§ **WHAT THE TASK REQUIRES**: Copy every line below where the string "Target" is found.

§ **DATA**:
━━━━━━━━━━
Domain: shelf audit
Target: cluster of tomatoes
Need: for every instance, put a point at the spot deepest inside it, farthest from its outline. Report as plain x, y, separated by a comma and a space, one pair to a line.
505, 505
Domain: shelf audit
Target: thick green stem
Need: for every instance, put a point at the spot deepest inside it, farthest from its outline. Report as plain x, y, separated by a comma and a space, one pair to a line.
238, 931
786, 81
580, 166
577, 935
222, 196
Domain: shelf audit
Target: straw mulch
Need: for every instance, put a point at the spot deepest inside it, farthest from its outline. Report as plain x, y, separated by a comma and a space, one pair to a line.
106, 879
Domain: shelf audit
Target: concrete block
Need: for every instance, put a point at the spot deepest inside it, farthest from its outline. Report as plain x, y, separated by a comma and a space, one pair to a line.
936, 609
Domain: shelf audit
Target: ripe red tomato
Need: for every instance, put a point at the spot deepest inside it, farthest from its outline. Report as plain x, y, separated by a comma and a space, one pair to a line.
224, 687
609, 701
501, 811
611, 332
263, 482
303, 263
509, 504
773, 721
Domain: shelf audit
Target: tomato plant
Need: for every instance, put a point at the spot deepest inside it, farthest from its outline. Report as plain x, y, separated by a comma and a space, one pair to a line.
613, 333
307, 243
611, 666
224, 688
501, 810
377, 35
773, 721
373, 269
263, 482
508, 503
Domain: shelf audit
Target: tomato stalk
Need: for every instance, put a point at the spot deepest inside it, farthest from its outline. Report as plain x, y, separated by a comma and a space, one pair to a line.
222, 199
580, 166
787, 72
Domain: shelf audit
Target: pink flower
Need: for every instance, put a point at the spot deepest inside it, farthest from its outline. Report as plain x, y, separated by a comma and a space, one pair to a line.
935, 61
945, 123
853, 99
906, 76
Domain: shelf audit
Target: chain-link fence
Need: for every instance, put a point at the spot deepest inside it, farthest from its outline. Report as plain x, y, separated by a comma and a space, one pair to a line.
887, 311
━━━━━━━━━━
§ **SOLUTION TO THE EXERCISE**:
Target: cluster of tomatoes
Target: thick green stem
Target: straw mulch
Target: concrete block
Target: ripe red tomato
Target: tomato plant
Target: tomato stalk
Target: pink flower
Target: chain-link fence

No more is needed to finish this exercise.